Action item → Your answer should contain each record from the listing, repeated exactly.

====== Given data

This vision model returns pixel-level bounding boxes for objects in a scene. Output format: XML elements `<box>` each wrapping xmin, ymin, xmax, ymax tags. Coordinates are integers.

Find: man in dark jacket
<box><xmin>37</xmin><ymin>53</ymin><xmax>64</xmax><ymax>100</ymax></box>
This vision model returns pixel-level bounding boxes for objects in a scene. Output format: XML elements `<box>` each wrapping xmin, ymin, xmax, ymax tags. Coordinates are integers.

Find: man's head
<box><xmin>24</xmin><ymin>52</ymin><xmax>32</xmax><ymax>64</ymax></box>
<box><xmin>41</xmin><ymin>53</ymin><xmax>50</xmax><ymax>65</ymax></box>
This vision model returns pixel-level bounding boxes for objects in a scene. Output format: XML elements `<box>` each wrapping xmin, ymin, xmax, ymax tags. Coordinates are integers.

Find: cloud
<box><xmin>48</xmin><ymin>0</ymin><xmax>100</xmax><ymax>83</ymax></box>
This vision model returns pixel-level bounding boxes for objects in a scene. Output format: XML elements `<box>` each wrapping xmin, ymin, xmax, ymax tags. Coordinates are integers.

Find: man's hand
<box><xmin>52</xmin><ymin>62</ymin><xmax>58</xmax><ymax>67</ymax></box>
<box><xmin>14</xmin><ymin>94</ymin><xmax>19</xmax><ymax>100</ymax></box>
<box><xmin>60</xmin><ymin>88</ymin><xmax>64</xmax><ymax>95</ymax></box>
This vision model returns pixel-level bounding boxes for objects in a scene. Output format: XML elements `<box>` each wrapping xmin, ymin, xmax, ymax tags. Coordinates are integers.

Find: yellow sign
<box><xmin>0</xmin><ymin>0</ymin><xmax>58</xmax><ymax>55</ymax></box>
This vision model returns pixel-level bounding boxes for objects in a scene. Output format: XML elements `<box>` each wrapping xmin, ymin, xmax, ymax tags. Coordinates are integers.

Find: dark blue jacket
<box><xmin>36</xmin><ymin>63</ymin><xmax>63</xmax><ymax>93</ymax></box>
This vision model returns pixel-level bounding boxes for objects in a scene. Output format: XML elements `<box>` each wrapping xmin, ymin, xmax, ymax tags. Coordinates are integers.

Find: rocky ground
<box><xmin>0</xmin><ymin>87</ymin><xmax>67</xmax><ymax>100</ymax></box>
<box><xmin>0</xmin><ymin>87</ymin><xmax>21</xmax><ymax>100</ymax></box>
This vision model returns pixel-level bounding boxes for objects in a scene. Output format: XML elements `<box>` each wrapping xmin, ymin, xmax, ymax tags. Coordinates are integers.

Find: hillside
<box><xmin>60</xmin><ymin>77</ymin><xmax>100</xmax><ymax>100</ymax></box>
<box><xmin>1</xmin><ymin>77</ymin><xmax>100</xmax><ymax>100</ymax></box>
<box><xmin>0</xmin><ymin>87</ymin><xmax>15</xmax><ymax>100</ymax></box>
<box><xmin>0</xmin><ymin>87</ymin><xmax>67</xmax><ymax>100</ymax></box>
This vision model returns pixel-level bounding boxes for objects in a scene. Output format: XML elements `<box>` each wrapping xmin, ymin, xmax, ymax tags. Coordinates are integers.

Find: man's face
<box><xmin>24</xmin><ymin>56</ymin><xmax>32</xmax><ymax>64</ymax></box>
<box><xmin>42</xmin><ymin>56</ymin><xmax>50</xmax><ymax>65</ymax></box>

============

Output of the exercise →
This vision model returns pixel-level bounding boxes for objects in a scene. Output format: XML elements `<box>` each wrapping xmin, ymin, xmax, ymax tags. Coordinates are integers.

Find: man in dark jacket
<box><xmin>37</xmin><ymin>53</ymin><xmax>64</xmax><ymax>100</ymax></box>
This vision model returns pixel-level bounding boxes for objects in a scene. Output format: XML elements `<box>` each wrapping xmin, ymin, xmax, ymax tags. Coordinates are integers.

Find: man's head
<box><xmin>24</xmin><ymin>52</ymin><xmax>32</xmax><ymax>64</ymax></box>
<box><xmin>41</xmin><ymin>53</ymin><xmax>50</xmax><ymax>65</ymax></box>
This vision model returns pixel-level bounding boxes for objects in a scene. Output format: XML elements `<box>` each wrapping xmin, ymin, xmax, ymax tags. Coordinates are integers.

Find: cloud
<box><xmin>48</xmin><ymin>0</ymin><xmax>100</xmax><ymax>83</ymax></box>
This vision model returns pixel-level bounding boxes for objects in a scene. Output format: XML elements `<box>` each wrapping xmin, ymin, xmax, ymax tags. Coordinates are integers.

Find: man's hand
<box><xmin>52</xmin><ymin>62</ymin><xmax>58</xmax><ymax>67</ymax></box>
<box><xmin>14</xmin><ymin>94</ymin><xmax>19</xmax><ymax>100</ymax></box>
<box><xmin>60</xmin><ymin>88</ymin><xmax>64</xmax><ymax>95</ymax></box>
This vision model returns pixel-level bounding boxes for objects in a scene. Output format: XML elements `<box>` each wrapping xmin, ymin, xmax, ymax tags. Coordinates are integers.

Find: yellow sign
<box><xmin>0</xmin><ymin>0</ymin><xmax>58</xmax><ymax>55</ymax></box>
This vision model returns pixel-level bounding boxes for objects in a scene. Output format: XML elements `<box>` each wrapping xmin, ymin, xmax, ymax tags. Coordinates are integers.

Find: dark blue jacket
<box><xmin>36</xmin><ymin>63</ymin><xmax>63</xmax><ymax>93</ymax></box>
This vision model returns pixel-level bounding boxes for objects in a scene. Output format: XML elements `<box>` each wrapping xmin, ymin, xmax, ymax tags. Coordinates are integers.

Find: rocky ground
<box><xmin>0</xmin><ymin>87</ymin><xmax>67</xmax><ymax>100</ymax></box>
<box><xmin>0</xmin><ymin>87</ymin><xmax>21</xmax><ymax>100</ymax></box>
This vision model returns pixel-level bounding boxes for objects in a scene. Output format: XML elements `<box>` each wrapping xmin, ymin, xmax, ymax tags. Coordinates are integers.

Find: hillside
<box><xmin>60</xmin><ymin>77</ymin><xmax>100</xmax><ymax>100</ymax></box>
<box><xmin>1</xmin><ymin>77</ymin><xmax>100</xmax><ymax>100</ymax></box>
<box><xmin>0</xmin><ymin>87</ymin><xmax>15</xmax><ymax>100</ymax></box>
<box><xmin>0</xmin><ymin>87</ymin><xmax>67</xmax><ymax>100</ymax></box>
This vision model returns pixel-level bounding boxes for objects in a scene. Output format: XML elements `<box>` each wrapping xmin, ymin, xmax, ymax tags. Coordinates are integers.

Find: man's face
<box><xmin>24</xmin><ymin>56</ymin><xmax>32</xmax><ymax>64</ymax></box>
<box><xmin>42</xmin><ymin>56</ymin><xmax>50</xmax><ymax>65</ymax></box>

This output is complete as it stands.